◆ Activity
Look through the data below and return each line where "wristwatch" appears.

◆ Record excerpts
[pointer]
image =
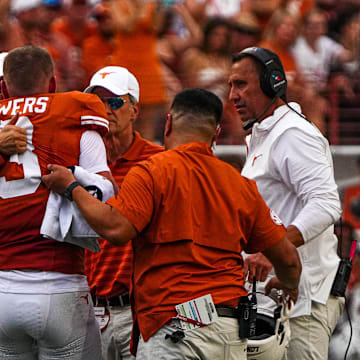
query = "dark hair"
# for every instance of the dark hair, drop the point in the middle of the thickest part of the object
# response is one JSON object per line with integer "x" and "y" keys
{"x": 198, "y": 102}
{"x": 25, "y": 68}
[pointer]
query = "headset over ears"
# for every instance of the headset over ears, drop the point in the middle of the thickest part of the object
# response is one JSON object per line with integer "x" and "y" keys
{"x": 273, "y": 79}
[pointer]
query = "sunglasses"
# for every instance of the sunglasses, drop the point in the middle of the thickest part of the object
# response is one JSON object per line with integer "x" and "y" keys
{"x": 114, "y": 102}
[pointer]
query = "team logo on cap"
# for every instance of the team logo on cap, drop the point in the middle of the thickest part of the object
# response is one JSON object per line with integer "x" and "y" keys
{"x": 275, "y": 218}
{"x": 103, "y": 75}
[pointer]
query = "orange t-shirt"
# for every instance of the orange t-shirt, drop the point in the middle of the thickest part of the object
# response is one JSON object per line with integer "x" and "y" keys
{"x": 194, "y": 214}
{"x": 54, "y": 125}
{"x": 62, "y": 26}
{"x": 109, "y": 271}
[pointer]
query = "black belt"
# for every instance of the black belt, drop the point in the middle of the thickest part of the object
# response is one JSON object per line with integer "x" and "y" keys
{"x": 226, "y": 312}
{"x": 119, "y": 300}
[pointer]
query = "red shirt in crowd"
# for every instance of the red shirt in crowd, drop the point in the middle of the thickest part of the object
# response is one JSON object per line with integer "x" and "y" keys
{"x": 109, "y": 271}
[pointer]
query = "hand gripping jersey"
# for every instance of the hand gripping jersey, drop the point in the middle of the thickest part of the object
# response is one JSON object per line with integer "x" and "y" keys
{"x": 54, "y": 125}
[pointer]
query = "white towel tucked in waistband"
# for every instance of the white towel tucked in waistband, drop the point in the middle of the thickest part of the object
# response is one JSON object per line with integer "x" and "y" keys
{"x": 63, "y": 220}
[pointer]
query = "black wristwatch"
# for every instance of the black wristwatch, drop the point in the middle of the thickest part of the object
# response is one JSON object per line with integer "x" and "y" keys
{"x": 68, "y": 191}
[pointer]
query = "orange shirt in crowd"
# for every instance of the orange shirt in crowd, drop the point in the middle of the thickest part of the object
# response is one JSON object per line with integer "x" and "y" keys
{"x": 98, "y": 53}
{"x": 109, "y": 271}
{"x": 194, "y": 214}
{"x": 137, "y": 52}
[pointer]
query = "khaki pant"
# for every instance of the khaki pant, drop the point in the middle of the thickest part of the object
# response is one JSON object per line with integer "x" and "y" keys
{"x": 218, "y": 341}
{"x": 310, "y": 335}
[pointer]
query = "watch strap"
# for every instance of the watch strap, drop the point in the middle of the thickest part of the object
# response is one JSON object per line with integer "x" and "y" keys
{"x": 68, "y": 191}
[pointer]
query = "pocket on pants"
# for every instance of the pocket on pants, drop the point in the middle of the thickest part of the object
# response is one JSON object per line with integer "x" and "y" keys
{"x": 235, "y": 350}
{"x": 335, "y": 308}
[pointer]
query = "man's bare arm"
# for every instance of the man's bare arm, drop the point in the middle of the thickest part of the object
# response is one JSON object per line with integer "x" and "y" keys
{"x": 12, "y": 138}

◆ Solution to this task
query = "black wristwatch"
# for every instance of the black wristwatch, drop the point in the middle of the thickest part of the object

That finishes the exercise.